◆ **Task statement**
Transcribe the lines below word for word, omitting the pictures.

== Entries ==

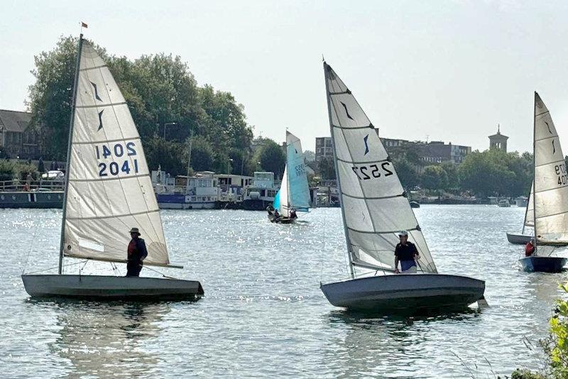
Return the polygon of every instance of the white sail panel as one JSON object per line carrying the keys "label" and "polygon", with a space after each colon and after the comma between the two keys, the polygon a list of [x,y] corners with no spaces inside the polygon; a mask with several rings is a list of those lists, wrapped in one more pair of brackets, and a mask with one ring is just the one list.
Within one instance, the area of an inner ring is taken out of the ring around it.
{"label": "white sail panel", "polygon": [[297,211],[307,211],[310,208],[310,187],[307,185],[304,154],[300,139],[286,131],[286,167],[290,208]]}
{"label": "white sail panel", "polygon": [[394,269],[398,231],[409,231],[420,269],[436,273],[428,246],[398,176],[377,135],[347,87],[324,63],[329,122],[346,238],[352,262]]}
{"label": "white sail panel", "polygon": [[530,194],[527,202],[527,212],[525,213],[525,226],[535,226],[535,181],[530,185]]}
{"label": "white sail panel", "polygon": [[537,241],[568,242],[568,175],[558,133],[535,92],[535,226]]}
{"label": "white sail panel", "polygon": [[83,42],[65,202],[67,256],[124,261],[138,228],[144,263],[169,263],[159,209],[140,136],[122,94],[97,51]]}
{"label": "white sail panel", "polygon": [[284,175],[278,191],[278,212],[284,217],[290,216],[290,199],[288,197],[288,165],[284,166]]}

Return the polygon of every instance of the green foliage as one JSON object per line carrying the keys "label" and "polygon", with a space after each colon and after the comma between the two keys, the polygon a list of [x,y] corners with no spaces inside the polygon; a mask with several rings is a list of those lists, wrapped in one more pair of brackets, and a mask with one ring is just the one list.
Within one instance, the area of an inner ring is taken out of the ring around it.
{"label": "green foliage", "polygon": [[422,185],[429,190],[446,188],[448,185],[448,175],[440,166],[427,166],[422,173]]}
{"label": "green foliage", "polygon": [[515,196],[528,194],[532,180],[532,155],[492,149],[474,151],[458,168],[461,187],[476,194]]}
{"label": "green foliage", "polygon": [[[73,37],[61,38],[53,50],[36,57],[32,72],[36,82],[29,89],[28,106],[43,129],[50,160],[65,159],[77,43]],[[130,60],[99,51],[128,102],[151,170],[160,165],[172,175],[186,173],[187,139],[192,135],[195,170],[224,172],[229,158],[234,172],[240,173],[241,165],[244,171],[251,167],[243,160],[251,156],[252,130],[232,94],[210,85],[198,87],[178,56],[157,54]]]}
{"label": "green foliage", "polygon": [[272,171],[274,172],[275,178],[280,178],[284,173],[286,155],[282,150],[280,145],[272,140],[267,139],[260,149],[258,162],[261,163],[263,170]]}
{"label": "green foliage", "polygon": [[335,167],[333,160],[322,157],[317,163],[317,172],[322,179],[335,179]]}

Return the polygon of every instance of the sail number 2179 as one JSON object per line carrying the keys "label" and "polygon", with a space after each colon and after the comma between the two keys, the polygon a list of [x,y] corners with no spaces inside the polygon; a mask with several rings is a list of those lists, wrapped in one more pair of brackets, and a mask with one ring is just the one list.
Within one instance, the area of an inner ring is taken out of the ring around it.
{"label": "sail number 2179", "polygon": [[373,177],[389,176],[393,175],[390,162],[383,162],[380,165],[370,165],[368,166],[353,166],[351,169],[359,180],[368,180]]}
{"label": "sail number 2179", "polygon": [[130,174],[131,172],[137,174],[138,160],[136,159],[132,159],[132,165],[131,166],[131,158],[128,158],[136,155],[136,147],[133,142],[129,142],[126,145],[116,143],[114,145],[95,145],[94,150],[97,160],[101,158],[106,159],[109,158],[112,159],[112,162],[110,163],[105,162],[99,163],[99,176],[116,176],[120,172],[128,175]]}

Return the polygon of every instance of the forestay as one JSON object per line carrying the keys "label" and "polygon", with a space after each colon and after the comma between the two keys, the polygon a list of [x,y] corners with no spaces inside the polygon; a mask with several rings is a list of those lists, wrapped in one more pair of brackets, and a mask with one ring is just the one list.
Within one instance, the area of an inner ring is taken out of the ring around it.
{"label": "forestay", "polygon": [[288,165],[284,166],[284,175],[282,177],[282,183],[280,185],[280,190],[276,193],[274,198],[274,209],[278,209],[280,215],[284,217],[290,216],[289,209],[289,199],[288,199]]}
{"label": "forestay", "polygon": [[404,190],[373,124],[351,91],[324,63],[347,247],[355,265],[394,269],[398,232],[420,253],[419,270],[436,273]]}
{"label": "forestay", "polygon": [[568,177],[564,156],[550,112],[536,92],[534,148],[537,243],[568,243]]}
{"label": "forestay", "polygon": [[109,68],[82,45],[63,221],[63,254],[124,261],[129,231],[140,229],[145,264],[169,263],[140,136]]}
{"label": "forestay", "polygon": [[286,168],[288,188],[288,207],[297,211],[307,212],[310,208],[310,188],[300,139],[286,131]]}
{"label": "forestay", "polygon": [[527,209],[525,213],[525,226],[532,227],[535,226],[535,181],[530,185],[530,194],[528,195]]}

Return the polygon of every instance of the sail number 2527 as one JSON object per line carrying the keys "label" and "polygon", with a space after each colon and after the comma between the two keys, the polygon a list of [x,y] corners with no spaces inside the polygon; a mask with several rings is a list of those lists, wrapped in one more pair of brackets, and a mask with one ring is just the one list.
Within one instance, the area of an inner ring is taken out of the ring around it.
{"label": "sail number 2527", "polygon": [[368,166],[353,166],[351,169],[359,180],[368,180],[373,177],[393,175],[390,162],[383,162],[381,164],[370,165]]}
{"label": "sail number 2527", "polygon": [[129,157],[136,155],[136,146],[133,142],[129,142],[126,145],[116,143],[115,145],[100,145],[94,146],[97,159],[111,159],[109,163],[102,162],[99,163],[99,176],[116,176],[119,173],[130,174],[133,172],[138,173],[138,160]]}

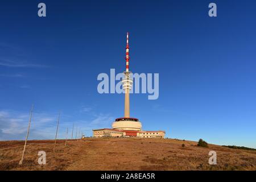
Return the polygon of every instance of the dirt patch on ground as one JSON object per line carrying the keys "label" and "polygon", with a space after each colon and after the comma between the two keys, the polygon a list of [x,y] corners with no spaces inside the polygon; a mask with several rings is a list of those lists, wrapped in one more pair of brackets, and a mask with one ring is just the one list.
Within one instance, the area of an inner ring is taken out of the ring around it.
{"label": "dirt patch on ground", "polygon": [[[256,151],[176,139],[87,138],[67,146],[59,140],[55,151],[53,140],[30,140],[20,166],[23,144],[0,142],[0,170],[256,170]],[[217,165],[208,164],[212,150]],[[40,151],[46,152],[46,165],[38,164]]]}

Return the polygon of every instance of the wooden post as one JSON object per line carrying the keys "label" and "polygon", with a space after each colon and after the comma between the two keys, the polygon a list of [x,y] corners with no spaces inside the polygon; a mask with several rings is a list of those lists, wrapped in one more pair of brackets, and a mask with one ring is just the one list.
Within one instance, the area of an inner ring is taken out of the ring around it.
{"label": "wooden post", "polygon": [[28,133],[30,133],[30,123],[31,123],[32,113],[33,112],[34,105],[32,105],[31,110],[30,110],[30,116],[28,121],[28,126],[27,127],[27,136],[26,136],[25,144],[24,144],[23,152],[22,153],[22,156],[21,160],[19,161],[19,165],[22,164],[23,162],[24,154],[25,154],[26,146],[27,145],[27,138],[28,137]]}
{"label": "wooden post", "polygon": [[67,128],[66,142],[65,143],[65,146],[67,146],[67,139],[68,139],[68,127]]}
{"label": "wooden post", "polygon": [[59,113],[59,118],[58,118],[58,121],[57,121],[57,129],[56,130],[55,141],[54,142],[53,151],[55,151],[56,140],[57,139],[57,135],[58,134],[59,122],[60,121],[60,112]]}
{"label": "wooden post", "polygon": [[73,131],[74,131],[74,123],[73,123],[73,128],[72,128],[72,135],[71,136],[71,139],[73,139]]}
{"label": "wooden post", "polygon": [[76,125],[76,139],[77,135],[77,125]]}
{"label": "wooden post", "polygon": [[80,130],[81,129],[79,129],[79,135],[78,135],[78,139],[80,140]]}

===

◆ **Correct result**
Return the polygon of every instance of the white sail panel as one JSON object per line carrying the keys "label" and "polygon", with a space after each colon and after the comma between the two keys, the polygon a list of [x,y] corners with no spaces inside the polygon; a mask with several rings is a list of those lists, wrapped in one more pair of brackets, and a mask with one ring is just the one list.
Within one instance, the area of an inner ring is taken out of the ring around it.
{"label": "white sail panel", "polygon": [[297,211],[307,211],[310,208],[310,187],[307,185],[304,154],[300,139],[286,131],[286,167],[290,208]]}
{"label": "white sail panel", "polygon": [[394,269],[398,231],[409,231],[420,269],[436,273],[428,246],[398,176],[377,135],[347,87],[324,63],[329,122],[346,238],[352,262]]}
{"label": "white sail panel", "polygon": [[530,194],[527,202],[527,212],[525,213],[525,226],[535,226],[535,181],[530,185]]}
{"label": "white sail panel", "polygon": [[537,241],[568,242],[568,175],[558,133],[535,92],[535,226]]}
{"label": "white sail panel", "polygon": [[83,42],[65,202],[67,256],[124,261],[138,228],[144,263],[169,263],[159,209],[140,136],[122,94],[97,51]]}
{"label": "white sail panel", "polygon": [[284,175],[278,191],[278,212],[284,217],[290,216],[290,199],[288,197],[288,165],[284,166]]}

Return the polygon of every instance of the green foliage as one JSON object per line carrying the keys "label" and "polygon", with a space after each colon and after the comma between the two keys, the polygon a list of [x,y] corners with no spaces inside the polygon; a mask with several rings is a list of those lists, wrapped in one more pair of brackets, and a mask with one ring is just the one list.
Within one instance, the area of an inner ring is taken out of the ring around it.
{"label": "green foliage", "polygon": [[422,185],[429,190],[446,188],[448,185],[448,175],[440,166],[427,166],[422,173]]}
{"label": "green foliage", "polygon": [[515,196],[528,194],[532,180],[532,155],[492,149],[474,151],[458,168],[461,187],[476,194]]}
{"label": "green foliage", "polygon": [[[73,37],[61,38],[53,50],[36,57],[32,72],[36,82],[29,89],[28,106],[43,129],[50,160],[65,159],[77,43]],[[130,60],[99,51],[128,102],[151,170],[160,165],[172,175],[186,173],[187,139],[192,135],[195,170],[224,172],[229,158],[234,172],[240,173],[241,165],[244,171],[251,167],[243,160],[251,156],[252,130],[232,94],[210,85],[198,87],[178,56],[157,54]]]}
{"label": "green foliage", "polygon": [[272,171],[274,172],[275,178],[280,178],[284,173],[286,155],[282,150],[280,145],[272,140],[267,139],[260,149],[258,162],[261,163],[263,170]]}
{"label": "green foliage", "polygon": [[335,167],[333,160],[322,157],[317,163],[317,172],[322,179],[335,179]]}

Return the polygon of every instance of the sail number 2179 as one JSON object per line carrying the keys "label" and "polygon", with a space after each colon and after the comma between the two keys, the polygon a list of [x,y] corners with no spaces inside the polygon; a mask with several rings is a list of those lists, wrapped in one more pair of brackets, and a mask with one ring is just the one list.
Within one instance, the area of an inner ring is taken out of the ring around it.
{"label": "sail number 2179", "polygon": [[373,177],[389,176],[393,175],[390,162],[383,162],[380,165],[370,165],[368,166],[353,166],[351,169],[359,180],[368,180]]}
{"label": "sail number 2179", "polygon": [[130,174],[131,172],[137,174],[138,160],[136,159],[132,159],[132,165],[131,166],[131,158],[128,158],[136,155],[136,147],[133,142],[129,142],[126,145],[116,143],[114,145],[95,145],[94,150],[97,160],[101,158],[106,159],[109,158],[112,159],[112,162],[110,163],[105,162],[99,163],[99,176],[116,176],[120,172],[128,175]]}

Return the polygon of every instance of the forestay as one JSON object per line carrying the keys "label" and "polygon", with a space after each colon and after the comma between the two keys, the polygon a list of [x,y] corners with no spaces inside the polygon; a mask with several rings is a list of those lists, wrapped in one more pair of brackets, and a mask with one ring is just the one list.
Within one instance, the area of an inner ring is taken out of the ring around it.
{"label": "forestay", "polygon": [[288,165],[284,166],[284,175],[282,177],[282,183],[280,185],[280,190],[276,193],[274,198],[274,209],[278,209],[280,215],[284,217],[290,216],[289,209],[289,199],[288,199]]}
{"label": "forestay", "polygon": [[404,190],[373,124],[351,91],[324,63],[347,247],[355,265],[394,269],[398,232],[420,253],[419,270],[436,273]]}
{"label": "forestay", "polygon": [[568,177],[564,156],[550,112],[536,92],[534,148],[537,243],[568,243]]}
{"label": "forestay", "polygon": [[109,68],[82,45],[63,221],[63,254],[124,261],[129,231],[140,229],[145,264],[169,263],[140,136]]}
{"label": "forestay", "polygon": [[286,168],[288,188],[288,207],[297,211],[307,212],[310,208],[310,188],[300,139],[286,131]]}
{"label": "forestay", "polygon": [[527,209],[525,213],[525,226],[532,227],[535,226],[535,181],[530,185],[530,194],[528,195]]}

Return the polygon of every instance of the sail number 2527 as one JSON object per line carrying the keys "label" and "polygon", with a space after each colon and after the comma between the two keys, the polygon a list of [x,y] corners with no spaces inside the polygon; a mask with several rings is a list of those lists, wrapped in one more pair of brackets, and a mask with one ring is just the one list.
Within one instance, the area of an inner ring is taken out of the ring around it.
{"label": "sail number 2527", "polygon": [[368,166],[353,166],[351,169],[359,180],[368,180],[373,177],[393,175],[390,162],[383,162],[381,164],[370,165]]}
{"label": "sail number 2527", "polygon": [[129,157],[136,155],[136,146],[133,142],[129,142],[126,145],[116,143],[115,145],[100,145],[94,146],[97,159],[111,159],[109,163],[102,162],[99,163],[99,176],[116,176],[119,173],[130,174],[133,172],[138,173],[138,160]]}

Return the polygon of every instance of the dirt patch on ground as one JSON object per line carrying the keys "label" and "polygon", with a space after each colon and after the comma between the two keys, the polygon a list of [x,y] corners with no spaces inside the polygon; a mask with several rings is a list of those lists, wrapped in one more pair of brackets, and a mask with one ring is just the one list.
Within one instance, the area of an inner ring is taken out of the ring around it.
{"label": "dirt patch on ground", "polygon": [[[256,151],[176,139],[87,138],[67,146],[59,140],[55,151],[53,140],[30,140],[20,166],[23,144],[0,142],[0,170],[256,170]],[[217,165],[208,164],[212,150]],[[40,151],[46,152],[46,165],[38,164]]]}

Return the polygon of every instance of the wooden post as one JSON object per line carrying the keys "label" and "polygon", with a space after each colon and after the comma between the two keys, the polygon a list of [x,y] corners with no spaces inside the polygon; a mask with several rings is a list of those lists, wrapped in one more pair of brackets, and a mask with one ring is just the one list.
Within one instance, the area of an inner ring is taken out of the ring around it.
{"label": "wooden post", "polygon": [[28,133],[30,133],[30,123],[31,123],[32,113],[33,112],[34,105],[32,105],[31,110],[30,110],[30,116],[28,121],[28,126],[27,127],[27,136],[26,136],[25,144],[24,144],[23,152],[22,153],[22,156],[21,160],[19,161],[19,165],[22,164],[23,162],[24,154],[25,154],[26,146],[27,145],[27,138],[28,137]]}
{"label": "wooden post", "polygon": [[67,128],[66,142],[65,143],[65,146],[67,146],[67,139],[68,139],[68,127]]}
{"label": "wooden post", "polygon": [[59,113],[59,118],[58,118],[58,121],[57,121],[57,129],[56,130],[55,141],[54,142],[53,151],[55,151],[56,140],[57,139],[57,135],[58,134],[59,122],[60,121],[60,112]]}
{"label": "wooden post", "polygon": [[73,131],[74,131],[74,123],[73,123],[73,128],[72,128],[72,135],[71,136],[71,139],[73,139]]}
{"label": "wooden post", "polygon": [[76,125],[76,139],[77,135],[77,125]]}
{"label": "wooden post", "polygon": [[80,130],[81,129],[79,129],[79,135],[78,135],[78,139],[80,140]]}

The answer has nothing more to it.